Output these lines exactly, from the line with "One dot marks each instance of the birch" up to and including the line with "[(35, 150), (23, 391)]".

══ Available records ══

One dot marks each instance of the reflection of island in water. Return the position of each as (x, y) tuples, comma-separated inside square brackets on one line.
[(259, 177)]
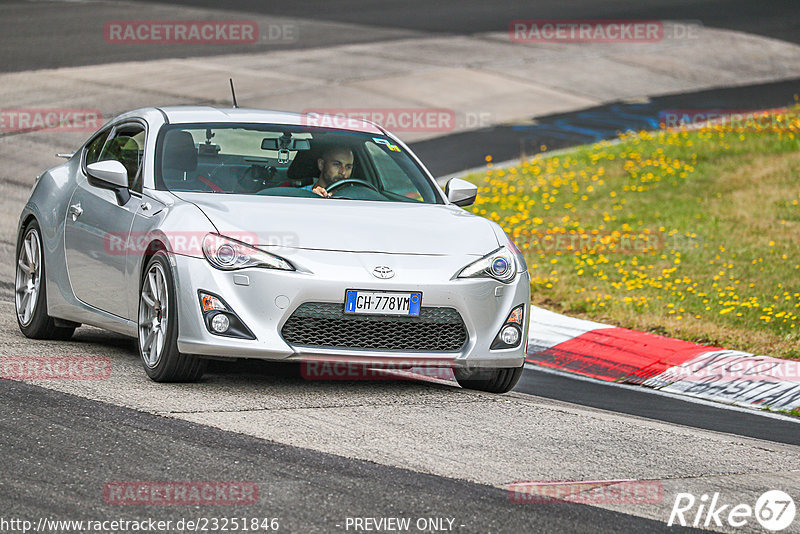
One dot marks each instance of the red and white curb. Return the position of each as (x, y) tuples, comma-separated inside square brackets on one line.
[(615, 354)]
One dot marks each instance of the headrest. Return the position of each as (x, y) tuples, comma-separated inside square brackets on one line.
[(179, 151)]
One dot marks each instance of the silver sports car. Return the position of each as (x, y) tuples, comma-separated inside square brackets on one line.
[(234, 233)]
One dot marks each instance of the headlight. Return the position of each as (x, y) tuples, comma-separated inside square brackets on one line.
[(522, 265), (227, 254), (499, 265)]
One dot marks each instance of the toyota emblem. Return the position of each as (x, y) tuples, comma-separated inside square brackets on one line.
[(383, 272)]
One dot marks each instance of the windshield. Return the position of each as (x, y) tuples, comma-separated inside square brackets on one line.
[(290, 161)]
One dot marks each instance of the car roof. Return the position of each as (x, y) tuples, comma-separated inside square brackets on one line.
[(208, 114)]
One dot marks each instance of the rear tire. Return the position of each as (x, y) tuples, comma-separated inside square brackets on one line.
[(500, 380), (158, 327), (30, 297)]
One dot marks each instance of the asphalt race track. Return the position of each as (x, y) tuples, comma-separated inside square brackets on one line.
[(320, 452)]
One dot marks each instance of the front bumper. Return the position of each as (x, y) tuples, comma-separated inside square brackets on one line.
[(264, 299)]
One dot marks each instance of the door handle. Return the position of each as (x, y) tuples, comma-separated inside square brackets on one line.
[(75, 210)]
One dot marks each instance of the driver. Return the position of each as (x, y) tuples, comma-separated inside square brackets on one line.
[(335, 164)]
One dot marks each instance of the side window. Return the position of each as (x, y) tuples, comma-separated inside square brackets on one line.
[(127, 147), (95, 146)]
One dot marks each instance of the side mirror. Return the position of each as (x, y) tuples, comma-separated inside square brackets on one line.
[(461, 192), (110, 172)]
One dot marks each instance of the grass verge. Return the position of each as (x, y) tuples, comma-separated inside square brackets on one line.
[(688, 234)]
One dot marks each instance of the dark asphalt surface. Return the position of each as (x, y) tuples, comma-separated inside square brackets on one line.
[(777, 18), (45, 34), (59, 452), (468, 150), (643, 403)]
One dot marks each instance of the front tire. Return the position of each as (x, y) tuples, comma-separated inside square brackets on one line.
[(30, 289), (158, 327), (500, 380)]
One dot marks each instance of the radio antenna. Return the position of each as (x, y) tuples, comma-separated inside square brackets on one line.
[(233, 94)]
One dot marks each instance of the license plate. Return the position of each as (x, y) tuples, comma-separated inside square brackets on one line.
[(382, 302)]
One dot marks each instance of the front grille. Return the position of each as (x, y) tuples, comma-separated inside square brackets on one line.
[(323, 324)]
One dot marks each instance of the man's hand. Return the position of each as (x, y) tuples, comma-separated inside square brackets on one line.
[(321, 191)]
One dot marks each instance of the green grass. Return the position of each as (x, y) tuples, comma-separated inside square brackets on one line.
[(690, 234)]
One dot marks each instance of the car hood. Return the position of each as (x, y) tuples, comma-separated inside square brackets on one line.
[(347, 225)]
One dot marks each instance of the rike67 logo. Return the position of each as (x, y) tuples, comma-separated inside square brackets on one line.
[(774, 510)]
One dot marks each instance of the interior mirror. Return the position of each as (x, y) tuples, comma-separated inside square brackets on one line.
[(461, 192), (274, 143), (111, 172)]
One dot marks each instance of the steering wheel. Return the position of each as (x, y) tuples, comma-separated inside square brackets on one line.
[(351, 181), (254, 179)]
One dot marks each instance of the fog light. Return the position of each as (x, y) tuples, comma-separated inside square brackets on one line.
[(509, 335), (220, 323)]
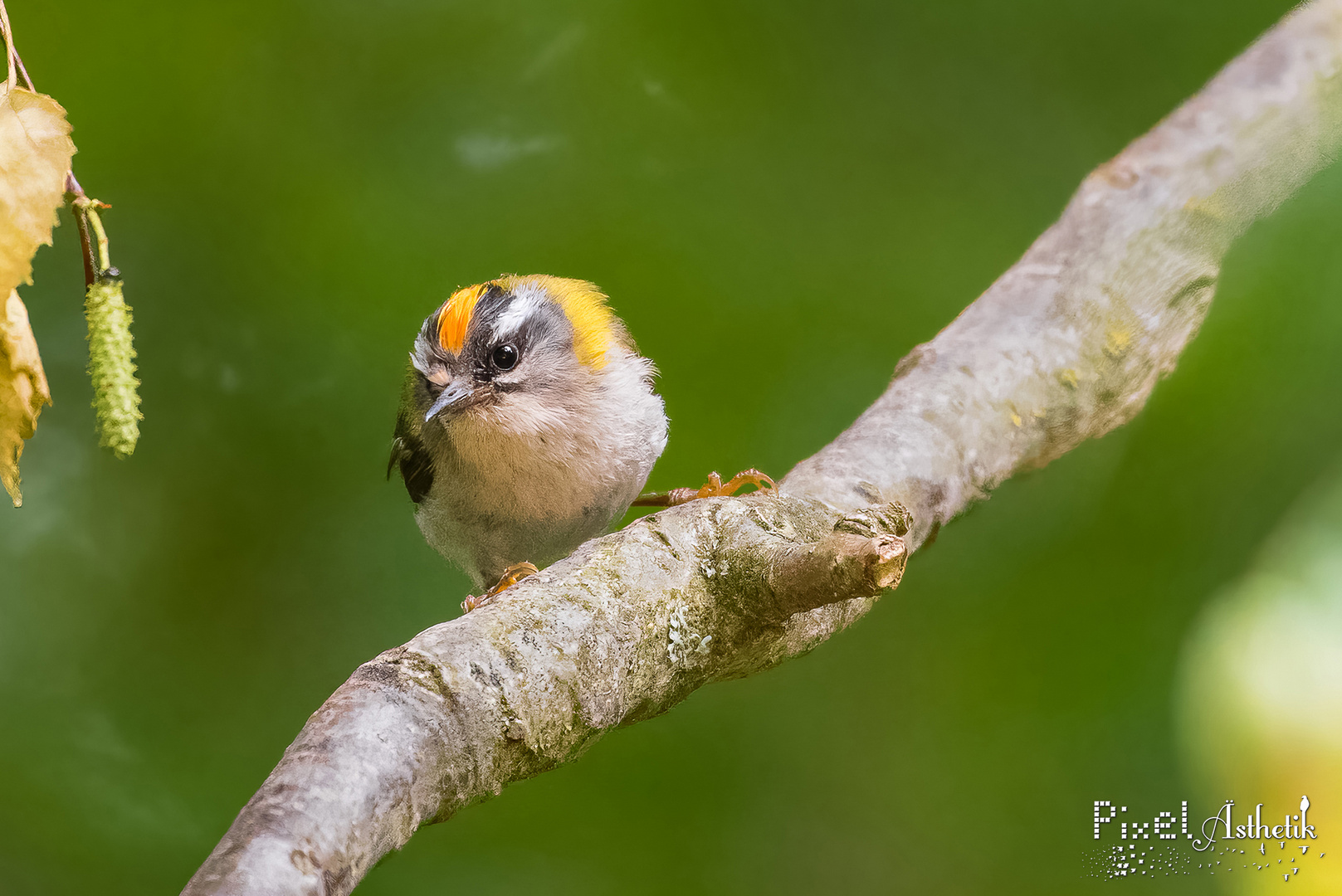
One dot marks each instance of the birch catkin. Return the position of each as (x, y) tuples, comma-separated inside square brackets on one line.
[(112, 367)]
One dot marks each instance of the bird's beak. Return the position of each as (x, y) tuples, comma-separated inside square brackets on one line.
[(458, 392)]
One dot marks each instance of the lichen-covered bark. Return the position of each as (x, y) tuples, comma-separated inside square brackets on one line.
[(1065, 346)]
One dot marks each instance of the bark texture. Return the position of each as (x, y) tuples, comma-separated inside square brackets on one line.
[(1066, 346)]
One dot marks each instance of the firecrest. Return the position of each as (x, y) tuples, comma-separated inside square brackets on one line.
[(528, 426)]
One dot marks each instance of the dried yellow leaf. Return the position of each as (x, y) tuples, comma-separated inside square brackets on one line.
[(35, 150), (23, 391)]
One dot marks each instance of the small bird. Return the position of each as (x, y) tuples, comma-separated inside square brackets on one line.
[(528, 426)]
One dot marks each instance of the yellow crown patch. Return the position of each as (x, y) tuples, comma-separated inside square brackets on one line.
[(584, 304), (455, 317), (595, 326)]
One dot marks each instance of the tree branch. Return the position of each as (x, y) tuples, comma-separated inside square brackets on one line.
[(1066, 346)]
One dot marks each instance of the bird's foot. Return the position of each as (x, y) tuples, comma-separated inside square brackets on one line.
[(713, 489), (511, 576)]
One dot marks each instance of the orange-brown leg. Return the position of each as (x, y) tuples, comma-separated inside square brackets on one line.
[(511, 576), (713, 489)]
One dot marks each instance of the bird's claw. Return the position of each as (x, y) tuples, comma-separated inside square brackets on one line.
[(713, 489), (511, 576)]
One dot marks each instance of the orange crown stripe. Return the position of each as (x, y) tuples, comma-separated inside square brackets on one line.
[(455, 317)]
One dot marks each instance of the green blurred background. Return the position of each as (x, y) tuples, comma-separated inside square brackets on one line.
[(781, 199)]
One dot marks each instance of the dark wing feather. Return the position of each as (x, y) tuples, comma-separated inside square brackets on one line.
[(415, 461)]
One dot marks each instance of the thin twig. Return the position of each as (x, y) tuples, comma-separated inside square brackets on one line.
[(93, 237), (15, 61)]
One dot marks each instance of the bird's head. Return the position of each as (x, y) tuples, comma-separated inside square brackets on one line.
[(517, 353)]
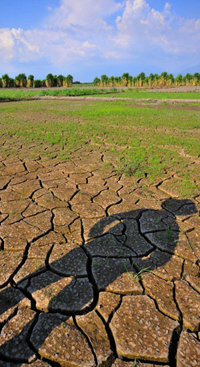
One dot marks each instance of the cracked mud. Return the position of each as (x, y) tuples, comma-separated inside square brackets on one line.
[(94, 272)]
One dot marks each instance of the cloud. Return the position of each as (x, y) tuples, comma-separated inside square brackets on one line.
[(82, 13), (105, 31), (144, 27), (6, 45)]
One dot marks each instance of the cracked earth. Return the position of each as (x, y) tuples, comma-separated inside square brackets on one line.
[(95, 271)]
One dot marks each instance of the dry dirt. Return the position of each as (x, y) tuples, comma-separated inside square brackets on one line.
[(75, 243)]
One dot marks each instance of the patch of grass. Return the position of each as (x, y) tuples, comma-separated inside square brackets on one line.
[(145, 142)]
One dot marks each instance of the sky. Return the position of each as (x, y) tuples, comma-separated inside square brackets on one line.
[(88, 38)]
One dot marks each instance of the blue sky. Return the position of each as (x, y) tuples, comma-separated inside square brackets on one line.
[(88, 38)]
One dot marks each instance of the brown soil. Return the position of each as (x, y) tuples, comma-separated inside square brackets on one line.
[(74, 243)]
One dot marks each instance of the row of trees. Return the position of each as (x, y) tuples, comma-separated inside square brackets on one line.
[(153, 80), (23, 82)]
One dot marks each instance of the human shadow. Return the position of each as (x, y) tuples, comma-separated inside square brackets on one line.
[(70, 286)]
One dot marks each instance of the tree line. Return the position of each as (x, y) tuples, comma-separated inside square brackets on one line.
[(153, 80), (126, 80), (22, 81)]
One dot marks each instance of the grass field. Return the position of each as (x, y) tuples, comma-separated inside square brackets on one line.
[(20, 94), (142, 142)]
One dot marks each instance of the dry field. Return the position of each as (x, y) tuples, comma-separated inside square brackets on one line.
[(99, 234)]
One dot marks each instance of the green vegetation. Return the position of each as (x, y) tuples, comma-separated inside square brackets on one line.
[(153, 80), (11, 95), (126, 80), (146, 143)]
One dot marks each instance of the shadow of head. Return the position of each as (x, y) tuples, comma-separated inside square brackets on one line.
[(146, 236), (126, 242)]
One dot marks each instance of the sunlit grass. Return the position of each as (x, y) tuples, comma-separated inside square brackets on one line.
[(141, 141)]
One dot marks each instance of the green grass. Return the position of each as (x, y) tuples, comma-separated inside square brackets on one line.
[(154, 95), (20, 94), (139, 141)]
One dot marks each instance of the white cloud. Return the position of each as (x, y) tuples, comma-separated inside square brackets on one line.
[(82, 13), (80, 30), (6, 45), (142, 27), (88, 45)]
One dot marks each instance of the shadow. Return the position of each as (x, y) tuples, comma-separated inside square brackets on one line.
[(121, 243)]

═══

Response to this exercise
One dot marks each instance of the birch catkin. Return the position of each as (x, y) tuples, comma-separated inside square brackets on one line.
[(112, 367)]
One dot marks each instance of the bird's beak. Return the position of each as (x, y) tuples, comma-separated inside square brackets on one line.
[(458, 392)]
One dot marks each instance of the lichen-covered bark. Return the position of each as (x, y) tuples, comma-separated inside square brackets on one line.
[(1065, 346)]
One dot marks each instance of the bark texture. Return the position of each as (x, y) tuples, comma-separated inside square brackets on one line.
[(1066, 346)]
One dot marks each instance of the firecrest. Return the position of each as (x, y) tuples, comma-separated inside square brackets on one line.
[(528, 426)]
One dot marks each instance of the dried yellow leaf. Return the position of each as (x, y) tuples, comma-separated inside square brackets on one line.
[(35, 150), (23, 391)]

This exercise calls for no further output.